*** Opening of Supplied text ***

A Spanish siege in 1727 did not force the British out. Gibraltar was only seriously threatened afterward when the American Revolution widened from a colonial rebellion to an international war involving Europe’s major powers. France allied with the American rebels in 1778, and was soon joined by the United Provinces of the Netherlands and Spain.
The Spanish did not plan to send troops to join American General George Washington. Instead, with the help of the French army and navy, Spain hoped to regain possessions lost to the British in previous wars. The alliance against London looked like Spain’s best chance yet of getting Gibraltar back.
It fell to sexagenarian British Lieutenant General George Augustus Eliott, who had taken over as governor in 1777, to defend Gibraltar. A veteran of four decades of service, he had reaped enough prize money from the capture of Havana in 1762 to buy a large estate. Quite unusually among his peers, Eliott was a vegetarian and teetotaler; just the same, he allowed his men their customary rations of alcohol.

*** Close of Supplied text ***
*** Opening of Recorded information ***

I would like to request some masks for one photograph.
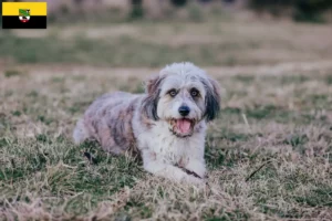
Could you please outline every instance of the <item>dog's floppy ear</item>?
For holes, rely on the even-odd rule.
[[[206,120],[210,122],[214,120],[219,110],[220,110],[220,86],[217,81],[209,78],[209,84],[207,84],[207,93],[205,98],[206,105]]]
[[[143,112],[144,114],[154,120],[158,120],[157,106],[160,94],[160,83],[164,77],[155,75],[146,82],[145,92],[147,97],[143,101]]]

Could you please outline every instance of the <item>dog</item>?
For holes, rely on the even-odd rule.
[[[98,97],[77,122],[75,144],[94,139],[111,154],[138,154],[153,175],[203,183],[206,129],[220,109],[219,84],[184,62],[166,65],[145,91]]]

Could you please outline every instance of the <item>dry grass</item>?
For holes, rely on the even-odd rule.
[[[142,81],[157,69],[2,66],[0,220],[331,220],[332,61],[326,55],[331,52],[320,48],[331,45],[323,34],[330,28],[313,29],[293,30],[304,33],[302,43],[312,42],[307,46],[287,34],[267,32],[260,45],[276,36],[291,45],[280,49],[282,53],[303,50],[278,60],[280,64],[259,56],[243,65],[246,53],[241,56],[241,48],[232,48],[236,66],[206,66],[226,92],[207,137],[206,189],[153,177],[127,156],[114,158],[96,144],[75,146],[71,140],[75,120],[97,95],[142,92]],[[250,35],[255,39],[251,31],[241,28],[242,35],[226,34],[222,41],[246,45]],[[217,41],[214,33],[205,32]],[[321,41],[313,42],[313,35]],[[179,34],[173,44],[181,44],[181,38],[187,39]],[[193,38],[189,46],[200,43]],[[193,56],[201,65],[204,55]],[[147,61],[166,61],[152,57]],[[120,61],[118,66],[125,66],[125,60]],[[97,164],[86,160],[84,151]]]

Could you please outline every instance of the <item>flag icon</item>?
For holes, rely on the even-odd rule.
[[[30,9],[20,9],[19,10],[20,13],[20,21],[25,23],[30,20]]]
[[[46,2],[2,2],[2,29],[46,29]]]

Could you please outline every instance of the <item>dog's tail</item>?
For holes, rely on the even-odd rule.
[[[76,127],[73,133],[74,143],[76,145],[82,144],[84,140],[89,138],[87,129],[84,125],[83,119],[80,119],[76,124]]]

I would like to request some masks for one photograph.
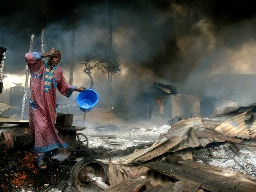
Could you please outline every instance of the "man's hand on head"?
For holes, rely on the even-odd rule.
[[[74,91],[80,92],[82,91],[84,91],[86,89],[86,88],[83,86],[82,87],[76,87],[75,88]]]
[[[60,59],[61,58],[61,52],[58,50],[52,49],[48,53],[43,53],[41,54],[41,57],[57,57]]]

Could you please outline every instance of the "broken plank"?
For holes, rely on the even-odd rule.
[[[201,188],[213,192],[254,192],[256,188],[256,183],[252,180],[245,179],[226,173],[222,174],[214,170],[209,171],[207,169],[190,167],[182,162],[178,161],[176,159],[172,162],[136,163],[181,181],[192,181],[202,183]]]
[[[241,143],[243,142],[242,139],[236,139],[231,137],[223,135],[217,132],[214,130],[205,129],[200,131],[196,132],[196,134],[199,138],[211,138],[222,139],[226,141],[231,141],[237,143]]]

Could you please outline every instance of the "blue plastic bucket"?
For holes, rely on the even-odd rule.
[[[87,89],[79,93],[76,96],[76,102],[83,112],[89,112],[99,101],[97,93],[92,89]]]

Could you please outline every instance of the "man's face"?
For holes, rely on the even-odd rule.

*** Close of Recorded information ***
*** Opening of Recorded information ***

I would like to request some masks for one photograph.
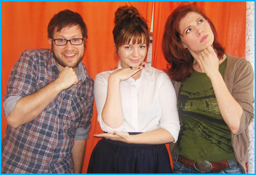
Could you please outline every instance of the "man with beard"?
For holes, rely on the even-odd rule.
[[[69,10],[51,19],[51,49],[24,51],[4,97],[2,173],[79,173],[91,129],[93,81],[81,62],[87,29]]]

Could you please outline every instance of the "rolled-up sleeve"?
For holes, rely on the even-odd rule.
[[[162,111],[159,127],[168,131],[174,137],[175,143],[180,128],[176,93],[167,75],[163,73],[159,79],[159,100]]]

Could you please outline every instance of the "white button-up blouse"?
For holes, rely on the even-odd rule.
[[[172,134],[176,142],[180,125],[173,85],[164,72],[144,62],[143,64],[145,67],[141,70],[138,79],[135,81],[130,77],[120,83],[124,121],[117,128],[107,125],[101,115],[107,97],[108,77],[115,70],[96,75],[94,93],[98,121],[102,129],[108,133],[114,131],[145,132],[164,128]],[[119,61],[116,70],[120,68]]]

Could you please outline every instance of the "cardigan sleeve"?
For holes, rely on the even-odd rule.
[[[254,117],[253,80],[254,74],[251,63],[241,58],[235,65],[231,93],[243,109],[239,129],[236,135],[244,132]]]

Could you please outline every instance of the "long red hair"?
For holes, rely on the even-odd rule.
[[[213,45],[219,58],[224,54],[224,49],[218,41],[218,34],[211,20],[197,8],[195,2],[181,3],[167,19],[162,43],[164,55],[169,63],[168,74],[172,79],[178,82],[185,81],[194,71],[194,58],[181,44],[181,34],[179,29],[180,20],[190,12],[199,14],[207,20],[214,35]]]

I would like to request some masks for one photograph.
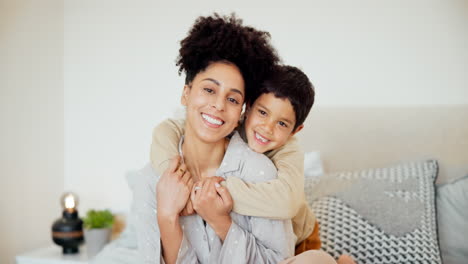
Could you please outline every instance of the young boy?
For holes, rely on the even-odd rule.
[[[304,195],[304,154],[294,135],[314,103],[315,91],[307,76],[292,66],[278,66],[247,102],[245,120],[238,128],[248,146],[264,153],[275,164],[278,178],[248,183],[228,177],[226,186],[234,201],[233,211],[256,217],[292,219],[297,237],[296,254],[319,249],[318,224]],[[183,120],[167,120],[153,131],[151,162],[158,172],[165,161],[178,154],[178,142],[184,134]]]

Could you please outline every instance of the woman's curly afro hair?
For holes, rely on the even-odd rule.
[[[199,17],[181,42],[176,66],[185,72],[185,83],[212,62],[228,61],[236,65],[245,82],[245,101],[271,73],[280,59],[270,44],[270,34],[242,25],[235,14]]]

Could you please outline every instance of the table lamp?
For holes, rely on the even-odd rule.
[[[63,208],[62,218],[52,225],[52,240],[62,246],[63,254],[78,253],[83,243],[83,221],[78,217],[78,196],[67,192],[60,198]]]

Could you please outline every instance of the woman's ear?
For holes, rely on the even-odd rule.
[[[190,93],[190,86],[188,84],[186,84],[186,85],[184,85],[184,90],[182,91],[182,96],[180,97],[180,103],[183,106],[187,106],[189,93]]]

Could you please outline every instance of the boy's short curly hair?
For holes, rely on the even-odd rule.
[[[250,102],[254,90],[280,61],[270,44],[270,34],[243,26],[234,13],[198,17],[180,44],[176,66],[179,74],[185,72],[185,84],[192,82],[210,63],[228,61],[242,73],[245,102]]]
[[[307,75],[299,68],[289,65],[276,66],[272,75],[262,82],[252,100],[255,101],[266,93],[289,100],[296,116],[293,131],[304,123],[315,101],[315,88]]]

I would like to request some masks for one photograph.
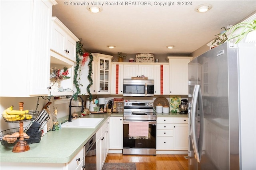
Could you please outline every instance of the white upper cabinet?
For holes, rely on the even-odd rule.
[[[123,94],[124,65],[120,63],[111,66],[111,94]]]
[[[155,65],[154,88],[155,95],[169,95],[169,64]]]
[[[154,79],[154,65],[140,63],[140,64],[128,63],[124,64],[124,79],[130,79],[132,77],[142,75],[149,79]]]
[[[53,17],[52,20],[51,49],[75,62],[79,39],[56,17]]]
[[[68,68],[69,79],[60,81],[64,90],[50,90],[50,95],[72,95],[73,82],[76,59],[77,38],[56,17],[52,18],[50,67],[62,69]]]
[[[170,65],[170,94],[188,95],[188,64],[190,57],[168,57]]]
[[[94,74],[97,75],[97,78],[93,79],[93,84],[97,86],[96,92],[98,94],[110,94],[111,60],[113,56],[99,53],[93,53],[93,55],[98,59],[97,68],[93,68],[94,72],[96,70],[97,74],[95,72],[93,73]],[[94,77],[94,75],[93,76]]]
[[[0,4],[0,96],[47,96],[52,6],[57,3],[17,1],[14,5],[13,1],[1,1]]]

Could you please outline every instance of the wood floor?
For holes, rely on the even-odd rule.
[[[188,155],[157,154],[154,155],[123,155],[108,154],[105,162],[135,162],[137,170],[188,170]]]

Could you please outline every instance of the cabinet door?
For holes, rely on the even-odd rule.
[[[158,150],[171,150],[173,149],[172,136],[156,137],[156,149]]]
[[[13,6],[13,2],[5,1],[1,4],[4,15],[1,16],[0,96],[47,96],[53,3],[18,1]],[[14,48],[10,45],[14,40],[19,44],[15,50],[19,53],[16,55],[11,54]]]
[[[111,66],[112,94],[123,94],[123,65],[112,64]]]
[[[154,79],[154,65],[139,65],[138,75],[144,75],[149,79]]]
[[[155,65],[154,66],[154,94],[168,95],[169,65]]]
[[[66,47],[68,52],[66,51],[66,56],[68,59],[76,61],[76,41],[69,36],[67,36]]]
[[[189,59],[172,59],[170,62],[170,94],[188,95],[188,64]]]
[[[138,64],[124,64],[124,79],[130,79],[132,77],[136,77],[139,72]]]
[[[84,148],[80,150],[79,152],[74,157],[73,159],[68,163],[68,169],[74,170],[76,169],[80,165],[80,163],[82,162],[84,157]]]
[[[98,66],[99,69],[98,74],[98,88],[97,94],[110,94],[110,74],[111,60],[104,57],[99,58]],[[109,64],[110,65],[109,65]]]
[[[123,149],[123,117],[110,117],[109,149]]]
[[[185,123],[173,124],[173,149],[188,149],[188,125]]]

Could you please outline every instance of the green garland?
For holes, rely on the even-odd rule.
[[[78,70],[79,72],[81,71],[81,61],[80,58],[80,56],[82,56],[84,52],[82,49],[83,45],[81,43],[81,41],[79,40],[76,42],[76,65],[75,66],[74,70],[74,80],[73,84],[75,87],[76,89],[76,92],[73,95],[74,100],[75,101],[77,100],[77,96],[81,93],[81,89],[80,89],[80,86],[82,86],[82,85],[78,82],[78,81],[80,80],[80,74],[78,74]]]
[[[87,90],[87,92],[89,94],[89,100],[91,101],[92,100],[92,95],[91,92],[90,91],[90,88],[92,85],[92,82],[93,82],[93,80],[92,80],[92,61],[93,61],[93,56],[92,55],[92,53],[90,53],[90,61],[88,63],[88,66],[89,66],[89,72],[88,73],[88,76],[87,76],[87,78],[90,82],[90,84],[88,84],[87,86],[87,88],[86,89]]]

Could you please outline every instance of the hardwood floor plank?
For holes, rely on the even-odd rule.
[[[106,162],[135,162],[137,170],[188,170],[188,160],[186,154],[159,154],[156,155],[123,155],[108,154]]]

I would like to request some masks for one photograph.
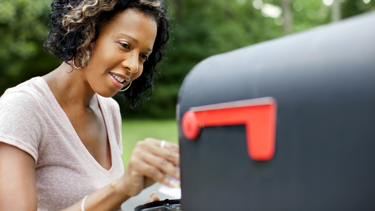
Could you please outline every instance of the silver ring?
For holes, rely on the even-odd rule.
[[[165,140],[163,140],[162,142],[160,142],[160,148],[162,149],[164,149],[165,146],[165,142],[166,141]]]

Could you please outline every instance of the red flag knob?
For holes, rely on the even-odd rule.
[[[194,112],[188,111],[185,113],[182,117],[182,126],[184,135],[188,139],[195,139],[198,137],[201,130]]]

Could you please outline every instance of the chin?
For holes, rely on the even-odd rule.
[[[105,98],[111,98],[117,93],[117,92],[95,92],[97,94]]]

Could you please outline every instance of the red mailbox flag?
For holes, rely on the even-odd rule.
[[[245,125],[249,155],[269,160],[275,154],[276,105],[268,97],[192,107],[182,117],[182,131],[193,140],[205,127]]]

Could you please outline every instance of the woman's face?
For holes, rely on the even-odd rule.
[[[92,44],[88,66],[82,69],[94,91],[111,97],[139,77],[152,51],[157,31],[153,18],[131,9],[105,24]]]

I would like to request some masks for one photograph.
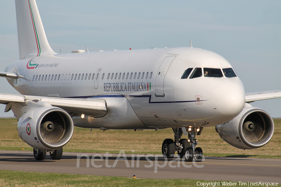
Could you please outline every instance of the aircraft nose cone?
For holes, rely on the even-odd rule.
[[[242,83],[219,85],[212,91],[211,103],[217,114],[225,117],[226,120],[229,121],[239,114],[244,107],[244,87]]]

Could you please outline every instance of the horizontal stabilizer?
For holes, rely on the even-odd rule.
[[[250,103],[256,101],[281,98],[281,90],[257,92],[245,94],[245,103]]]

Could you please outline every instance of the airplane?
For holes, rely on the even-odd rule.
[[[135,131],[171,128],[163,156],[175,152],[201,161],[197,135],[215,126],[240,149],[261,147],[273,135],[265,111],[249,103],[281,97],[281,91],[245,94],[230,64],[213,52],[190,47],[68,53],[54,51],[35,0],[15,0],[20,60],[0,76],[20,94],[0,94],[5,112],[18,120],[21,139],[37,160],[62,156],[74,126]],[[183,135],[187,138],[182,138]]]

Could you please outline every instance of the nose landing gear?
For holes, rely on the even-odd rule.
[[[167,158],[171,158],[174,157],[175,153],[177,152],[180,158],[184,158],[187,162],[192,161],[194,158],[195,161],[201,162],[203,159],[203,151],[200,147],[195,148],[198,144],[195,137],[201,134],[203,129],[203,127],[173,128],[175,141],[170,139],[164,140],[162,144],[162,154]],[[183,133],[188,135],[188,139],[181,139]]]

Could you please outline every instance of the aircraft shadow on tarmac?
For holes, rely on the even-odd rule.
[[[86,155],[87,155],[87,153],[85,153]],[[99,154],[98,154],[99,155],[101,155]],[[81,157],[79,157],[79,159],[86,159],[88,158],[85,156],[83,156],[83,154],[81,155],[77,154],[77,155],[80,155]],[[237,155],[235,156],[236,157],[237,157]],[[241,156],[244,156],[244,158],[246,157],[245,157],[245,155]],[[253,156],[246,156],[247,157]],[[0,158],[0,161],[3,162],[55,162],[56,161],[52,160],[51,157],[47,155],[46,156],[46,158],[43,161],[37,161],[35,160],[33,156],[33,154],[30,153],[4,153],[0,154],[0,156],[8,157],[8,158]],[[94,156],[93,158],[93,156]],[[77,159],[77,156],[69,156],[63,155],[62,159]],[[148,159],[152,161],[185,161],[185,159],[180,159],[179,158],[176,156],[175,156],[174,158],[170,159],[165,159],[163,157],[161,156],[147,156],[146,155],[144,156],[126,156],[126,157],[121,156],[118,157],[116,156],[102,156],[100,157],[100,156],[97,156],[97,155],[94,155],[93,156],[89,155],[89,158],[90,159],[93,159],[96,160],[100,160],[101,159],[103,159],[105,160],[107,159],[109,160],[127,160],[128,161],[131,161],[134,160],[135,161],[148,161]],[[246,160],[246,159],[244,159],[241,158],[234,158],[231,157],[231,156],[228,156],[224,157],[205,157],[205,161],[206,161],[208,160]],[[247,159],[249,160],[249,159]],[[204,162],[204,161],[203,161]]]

*** Close of Recorded information ***
*** Opening of Recorded information ***

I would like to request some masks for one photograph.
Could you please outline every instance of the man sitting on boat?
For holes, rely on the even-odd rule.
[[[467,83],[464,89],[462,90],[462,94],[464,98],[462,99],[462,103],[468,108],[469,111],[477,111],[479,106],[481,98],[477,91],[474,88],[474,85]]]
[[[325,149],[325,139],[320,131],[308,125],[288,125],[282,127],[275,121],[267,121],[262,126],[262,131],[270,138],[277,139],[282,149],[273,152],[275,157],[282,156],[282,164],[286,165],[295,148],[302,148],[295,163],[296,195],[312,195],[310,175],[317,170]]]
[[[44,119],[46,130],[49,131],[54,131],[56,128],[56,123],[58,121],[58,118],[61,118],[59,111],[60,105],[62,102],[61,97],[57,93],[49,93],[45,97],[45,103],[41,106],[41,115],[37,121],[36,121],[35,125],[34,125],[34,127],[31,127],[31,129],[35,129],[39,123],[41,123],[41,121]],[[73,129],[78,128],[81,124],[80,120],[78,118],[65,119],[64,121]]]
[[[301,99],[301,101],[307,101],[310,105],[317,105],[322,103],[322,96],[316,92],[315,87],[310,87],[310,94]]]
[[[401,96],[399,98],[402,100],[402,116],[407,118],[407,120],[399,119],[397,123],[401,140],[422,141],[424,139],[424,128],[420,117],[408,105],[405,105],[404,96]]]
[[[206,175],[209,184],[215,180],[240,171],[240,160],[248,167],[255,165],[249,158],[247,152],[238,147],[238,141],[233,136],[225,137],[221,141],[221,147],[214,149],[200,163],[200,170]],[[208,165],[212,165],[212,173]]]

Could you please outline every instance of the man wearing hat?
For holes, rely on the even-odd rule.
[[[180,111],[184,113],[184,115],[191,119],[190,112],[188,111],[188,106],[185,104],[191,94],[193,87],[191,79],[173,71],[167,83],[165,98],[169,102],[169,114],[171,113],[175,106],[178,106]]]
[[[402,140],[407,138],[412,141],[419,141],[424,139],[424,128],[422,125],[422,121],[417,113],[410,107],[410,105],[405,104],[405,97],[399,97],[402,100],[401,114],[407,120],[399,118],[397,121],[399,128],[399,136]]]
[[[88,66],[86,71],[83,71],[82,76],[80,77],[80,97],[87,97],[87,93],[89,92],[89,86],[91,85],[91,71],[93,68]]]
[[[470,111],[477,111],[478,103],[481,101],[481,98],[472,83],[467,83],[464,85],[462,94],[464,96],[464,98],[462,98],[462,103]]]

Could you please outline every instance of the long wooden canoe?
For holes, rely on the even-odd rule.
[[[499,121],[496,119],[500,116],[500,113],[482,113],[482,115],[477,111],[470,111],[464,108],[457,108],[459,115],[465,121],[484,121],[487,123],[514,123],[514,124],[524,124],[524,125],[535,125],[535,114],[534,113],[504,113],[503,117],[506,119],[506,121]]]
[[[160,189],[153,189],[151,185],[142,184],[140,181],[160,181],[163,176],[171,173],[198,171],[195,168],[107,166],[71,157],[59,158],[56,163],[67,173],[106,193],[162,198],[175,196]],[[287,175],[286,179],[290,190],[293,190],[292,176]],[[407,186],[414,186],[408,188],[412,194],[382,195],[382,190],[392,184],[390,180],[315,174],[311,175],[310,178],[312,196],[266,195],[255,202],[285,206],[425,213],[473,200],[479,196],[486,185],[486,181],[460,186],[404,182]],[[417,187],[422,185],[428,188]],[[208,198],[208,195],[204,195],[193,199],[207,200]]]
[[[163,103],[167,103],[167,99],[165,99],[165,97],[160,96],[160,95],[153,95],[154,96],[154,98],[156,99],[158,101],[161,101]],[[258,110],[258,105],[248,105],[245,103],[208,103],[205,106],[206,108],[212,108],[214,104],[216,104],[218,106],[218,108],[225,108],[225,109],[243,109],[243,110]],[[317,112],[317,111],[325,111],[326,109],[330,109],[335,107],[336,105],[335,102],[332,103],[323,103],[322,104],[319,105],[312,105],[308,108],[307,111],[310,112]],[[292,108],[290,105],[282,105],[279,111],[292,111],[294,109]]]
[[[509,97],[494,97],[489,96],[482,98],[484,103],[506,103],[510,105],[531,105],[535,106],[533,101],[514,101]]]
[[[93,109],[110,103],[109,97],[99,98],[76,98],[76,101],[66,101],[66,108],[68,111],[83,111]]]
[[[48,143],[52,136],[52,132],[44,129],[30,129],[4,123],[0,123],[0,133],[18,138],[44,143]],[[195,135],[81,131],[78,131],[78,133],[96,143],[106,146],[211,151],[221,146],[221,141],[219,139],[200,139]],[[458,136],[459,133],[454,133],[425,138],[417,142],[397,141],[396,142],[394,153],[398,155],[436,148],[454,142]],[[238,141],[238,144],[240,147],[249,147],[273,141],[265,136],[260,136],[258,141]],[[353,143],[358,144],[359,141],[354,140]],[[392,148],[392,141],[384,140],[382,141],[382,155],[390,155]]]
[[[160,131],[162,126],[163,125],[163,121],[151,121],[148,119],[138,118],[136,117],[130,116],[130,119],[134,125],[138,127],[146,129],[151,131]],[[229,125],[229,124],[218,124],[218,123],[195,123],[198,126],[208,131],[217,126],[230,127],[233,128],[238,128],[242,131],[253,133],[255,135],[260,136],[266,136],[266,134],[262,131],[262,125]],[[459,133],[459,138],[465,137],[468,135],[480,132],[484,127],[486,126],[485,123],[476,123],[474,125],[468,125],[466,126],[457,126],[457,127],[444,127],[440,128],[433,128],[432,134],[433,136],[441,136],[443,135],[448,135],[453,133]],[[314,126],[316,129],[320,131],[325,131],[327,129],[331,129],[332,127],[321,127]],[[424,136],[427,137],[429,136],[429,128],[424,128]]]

*** Close of Recorded information ***

Problem:
Return the passage of the Gibraltar text between "A Spanish siege" and "getting Gibraltar back.", inclusive, copied word for word. Work only from the Gibraltar text and set the data aside.

Exercise answer:
A Spanish siege in 1727 did not force the British out. Gibraltar was only seriously threatened afterward when the American Revolution widened from a colonial rebellion to an international war involving Europe’s major powers. France allied with the American rebels in 1778, and was soon joined by the United Provinces of the Netherlands and Spain.
The Spanish did not plan to send troops to join American General George Washington. Instead, with the help of the French army and navy, Spain hoped to regain possessions lost to the British in previous wars. The alliance against London looked like Spain’s best chance yet of getting Gibraltar back.